## EXERCISE REQUIREMENTS
Your task is to reproduce exactly the lines from the line with "hand with a point." through the end of the records below.

## RECORDS FOR THE TASK
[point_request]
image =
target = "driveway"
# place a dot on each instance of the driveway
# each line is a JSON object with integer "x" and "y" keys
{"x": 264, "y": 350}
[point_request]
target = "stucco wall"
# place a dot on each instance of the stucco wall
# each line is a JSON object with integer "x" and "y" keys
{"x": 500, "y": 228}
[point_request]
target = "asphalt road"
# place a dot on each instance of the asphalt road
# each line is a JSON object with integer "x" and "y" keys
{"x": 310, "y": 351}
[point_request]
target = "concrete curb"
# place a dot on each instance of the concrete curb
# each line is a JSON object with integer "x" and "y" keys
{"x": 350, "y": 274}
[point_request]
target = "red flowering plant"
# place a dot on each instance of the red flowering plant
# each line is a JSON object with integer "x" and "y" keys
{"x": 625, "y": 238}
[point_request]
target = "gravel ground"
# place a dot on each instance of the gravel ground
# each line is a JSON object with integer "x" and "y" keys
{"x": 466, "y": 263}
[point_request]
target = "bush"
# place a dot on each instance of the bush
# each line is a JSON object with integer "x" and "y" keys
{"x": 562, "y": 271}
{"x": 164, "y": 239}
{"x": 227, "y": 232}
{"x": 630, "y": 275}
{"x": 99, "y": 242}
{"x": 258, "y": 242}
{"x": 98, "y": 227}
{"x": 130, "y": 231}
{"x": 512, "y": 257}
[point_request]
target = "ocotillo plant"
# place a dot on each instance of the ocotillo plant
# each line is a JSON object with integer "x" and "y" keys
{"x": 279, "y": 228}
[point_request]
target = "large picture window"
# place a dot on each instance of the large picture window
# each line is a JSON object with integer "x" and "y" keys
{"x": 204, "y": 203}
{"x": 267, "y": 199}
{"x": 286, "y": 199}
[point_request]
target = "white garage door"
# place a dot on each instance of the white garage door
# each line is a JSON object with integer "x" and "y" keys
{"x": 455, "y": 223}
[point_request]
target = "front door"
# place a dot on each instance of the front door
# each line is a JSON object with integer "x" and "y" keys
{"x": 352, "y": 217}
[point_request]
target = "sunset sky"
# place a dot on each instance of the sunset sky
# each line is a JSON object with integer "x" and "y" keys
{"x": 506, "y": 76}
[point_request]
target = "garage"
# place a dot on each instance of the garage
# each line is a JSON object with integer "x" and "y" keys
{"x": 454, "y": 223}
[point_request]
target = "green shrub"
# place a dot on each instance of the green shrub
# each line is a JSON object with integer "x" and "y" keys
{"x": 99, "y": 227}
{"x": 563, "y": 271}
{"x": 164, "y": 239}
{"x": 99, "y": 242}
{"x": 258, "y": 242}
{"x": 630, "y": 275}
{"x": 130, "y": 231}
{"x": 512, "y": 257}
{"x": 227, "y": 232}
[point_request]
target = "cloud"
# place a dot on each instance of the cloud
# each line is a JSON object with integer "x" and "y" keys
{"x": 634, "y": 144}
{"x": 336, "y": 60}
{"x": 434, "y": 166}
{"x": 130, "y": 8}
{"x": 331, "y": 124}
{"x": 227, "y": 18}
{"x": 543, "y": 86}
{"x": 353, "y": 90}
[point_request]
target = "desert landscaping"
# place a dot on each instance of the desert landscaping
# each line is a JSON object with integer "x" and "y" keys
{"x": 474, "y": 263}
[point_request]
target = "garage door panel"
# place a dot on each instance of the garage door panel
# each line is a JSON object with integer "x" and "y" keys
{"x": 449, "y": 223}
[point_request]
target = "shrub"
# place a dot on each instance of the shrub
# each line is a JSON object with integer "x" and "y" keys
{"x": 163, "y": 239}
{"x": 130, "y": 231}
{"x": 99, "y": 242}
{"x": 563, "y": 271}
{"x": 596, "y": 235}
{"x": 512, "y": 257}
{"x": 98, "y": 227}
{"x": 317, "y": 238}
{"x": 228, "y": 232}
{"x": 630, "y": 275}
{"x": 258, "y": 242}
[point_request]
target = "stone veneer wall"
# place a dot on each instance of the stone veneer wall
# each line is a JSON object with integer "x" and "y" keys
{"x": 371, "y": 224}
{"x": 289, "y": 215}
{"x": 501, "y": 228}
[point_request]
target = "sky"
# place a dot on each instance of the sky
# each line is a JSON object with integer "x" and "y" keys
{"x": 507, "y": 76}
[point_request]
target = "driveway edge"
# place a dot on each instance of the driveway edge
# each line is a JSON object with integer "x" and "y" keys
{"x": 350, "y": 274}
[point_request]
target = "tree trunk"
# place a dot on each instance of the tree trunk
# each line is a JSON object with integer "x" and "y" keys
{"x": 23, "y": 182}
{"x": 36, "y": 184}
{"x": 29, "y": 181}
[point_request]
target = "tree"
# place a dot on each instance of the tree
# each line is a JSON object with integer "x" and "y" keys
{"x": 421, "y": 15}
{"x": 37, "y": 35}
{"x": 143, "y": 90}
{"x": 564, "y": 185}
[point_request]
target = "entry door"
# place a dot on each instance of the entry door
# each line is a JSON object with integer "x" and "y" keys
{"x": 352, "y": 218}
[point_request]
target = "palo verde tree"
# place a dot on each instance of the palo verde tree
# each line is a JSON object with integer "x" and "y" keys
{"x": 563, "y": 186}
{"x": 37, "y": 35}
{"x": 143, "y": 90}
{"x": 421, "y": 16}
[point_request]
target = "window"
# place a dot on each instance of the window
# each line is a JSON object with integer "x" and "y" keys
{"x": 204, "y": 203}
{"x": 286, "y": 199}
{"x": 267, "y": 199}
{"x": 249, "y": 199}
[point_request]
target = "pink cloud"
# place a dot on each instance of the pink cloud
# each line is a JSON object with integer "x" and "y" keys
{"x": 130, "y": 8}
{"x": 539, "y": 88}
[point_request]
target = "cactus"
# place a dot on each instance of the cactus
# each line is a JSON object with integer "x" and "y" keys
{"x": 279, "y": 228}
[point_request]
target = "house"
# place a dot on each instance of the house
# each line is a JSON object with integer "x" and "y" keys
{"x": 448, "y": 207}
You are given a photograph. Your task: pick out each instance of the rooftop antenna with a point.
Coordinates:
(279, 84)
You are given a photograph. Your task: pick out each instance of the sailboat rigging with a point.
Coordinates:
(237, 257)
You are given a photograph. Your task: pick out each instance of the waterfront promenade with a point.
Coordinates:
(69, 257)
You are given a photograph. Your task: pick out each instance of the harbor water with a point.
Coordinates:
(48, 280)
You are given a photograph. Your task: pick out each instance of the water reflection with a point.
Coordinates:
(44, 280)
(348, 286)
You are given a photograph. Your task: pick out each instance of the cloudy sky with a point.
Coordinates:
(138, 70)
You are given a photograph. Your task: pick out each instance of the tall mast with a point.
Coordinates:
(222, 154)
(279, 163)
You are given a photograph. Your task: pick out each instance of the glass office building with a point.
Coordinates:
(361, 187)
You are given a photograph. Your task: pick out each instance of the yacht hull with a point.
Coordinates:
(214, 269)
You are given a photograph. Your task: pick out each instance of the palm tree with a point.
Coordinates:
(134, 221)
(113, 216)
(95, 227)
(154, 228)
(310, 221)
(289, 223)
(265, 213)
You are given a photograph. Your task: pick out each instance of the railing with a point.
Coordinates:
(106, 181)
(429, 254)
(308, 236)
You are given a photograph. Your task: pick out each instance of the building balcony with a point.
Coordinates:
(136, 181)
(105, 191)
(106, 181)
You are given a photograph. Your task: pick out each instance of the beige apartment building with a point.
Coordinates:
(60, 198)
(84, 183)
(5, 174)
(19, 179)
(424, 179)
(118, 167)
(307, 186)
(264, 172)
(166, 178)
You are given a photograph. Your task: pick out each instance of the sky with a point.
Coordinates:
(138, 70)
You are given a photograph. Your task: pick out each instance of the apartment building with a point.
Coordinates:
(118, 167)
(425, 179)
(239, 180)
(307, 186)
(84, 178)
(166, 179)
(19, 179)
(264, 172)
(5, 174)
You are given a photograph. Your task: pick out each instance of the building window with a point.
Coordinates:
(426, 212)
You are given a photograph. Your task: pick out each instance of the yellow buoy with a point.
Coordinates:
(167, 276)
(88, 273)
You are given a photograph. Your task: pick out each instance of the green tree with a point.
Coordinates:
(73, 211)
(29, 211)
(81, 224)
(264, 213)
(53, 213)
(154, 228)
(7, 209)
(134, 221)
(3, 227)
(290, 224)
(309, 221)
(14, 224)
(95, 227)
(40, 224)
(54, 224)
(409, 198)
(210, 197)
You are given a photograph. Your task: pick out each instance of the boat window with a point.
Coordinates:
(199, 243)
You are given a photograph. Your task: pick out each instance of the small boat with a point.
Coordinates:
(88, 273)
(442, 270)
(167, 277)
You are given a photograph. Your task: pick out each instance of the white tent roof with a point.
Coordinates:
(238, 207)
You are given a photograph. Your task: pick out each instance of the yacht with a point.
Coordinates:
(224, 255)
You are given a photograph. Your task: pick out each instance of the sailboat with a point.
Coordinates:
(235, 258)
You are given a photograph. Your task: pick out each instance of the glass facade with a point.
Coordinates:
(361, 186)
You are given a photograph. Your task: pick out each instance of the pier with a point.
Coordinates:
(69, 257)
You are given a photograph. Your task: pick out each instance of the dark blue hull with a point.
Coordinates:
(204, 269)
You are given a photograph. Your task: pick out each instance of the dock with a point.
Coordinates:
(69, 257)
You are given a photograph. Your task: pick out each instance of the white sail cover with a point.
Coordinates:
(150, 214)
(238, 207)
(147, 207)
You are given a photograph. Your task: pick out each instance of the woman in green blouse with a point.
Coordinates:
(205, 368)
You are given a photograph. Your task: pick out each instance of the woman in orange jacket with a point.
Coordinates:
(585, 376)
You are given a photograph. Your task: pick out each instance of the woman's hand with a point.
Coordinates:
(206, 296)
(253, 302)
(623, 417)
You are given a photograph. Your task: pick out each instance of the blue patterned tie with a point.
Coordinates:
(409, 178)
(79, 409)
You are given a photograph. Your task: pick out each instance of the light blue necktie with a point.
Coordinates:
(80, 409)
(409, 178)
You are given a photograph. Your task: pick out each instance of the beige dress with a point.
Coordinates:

## WRITTEN RESPONSE
You are given a photograph. Your task: pick out each instance of the woman's hand with a point.
Coordinates:
(206, 296)
(253, 302)
(623, 417)
You are given a photograph. Your task: pick out each instance of the blue patterned tie with a point.
Coordinates:
(409, 178)
(79, 409)
You are given a photograph. Your task: pick out each instance of the light blue necktie with a point.
Coordinates:
(80, 409)
(409, 178)
You are given a photograph. Your task: pick out each instance of the beige dress with a point.
Coordinates:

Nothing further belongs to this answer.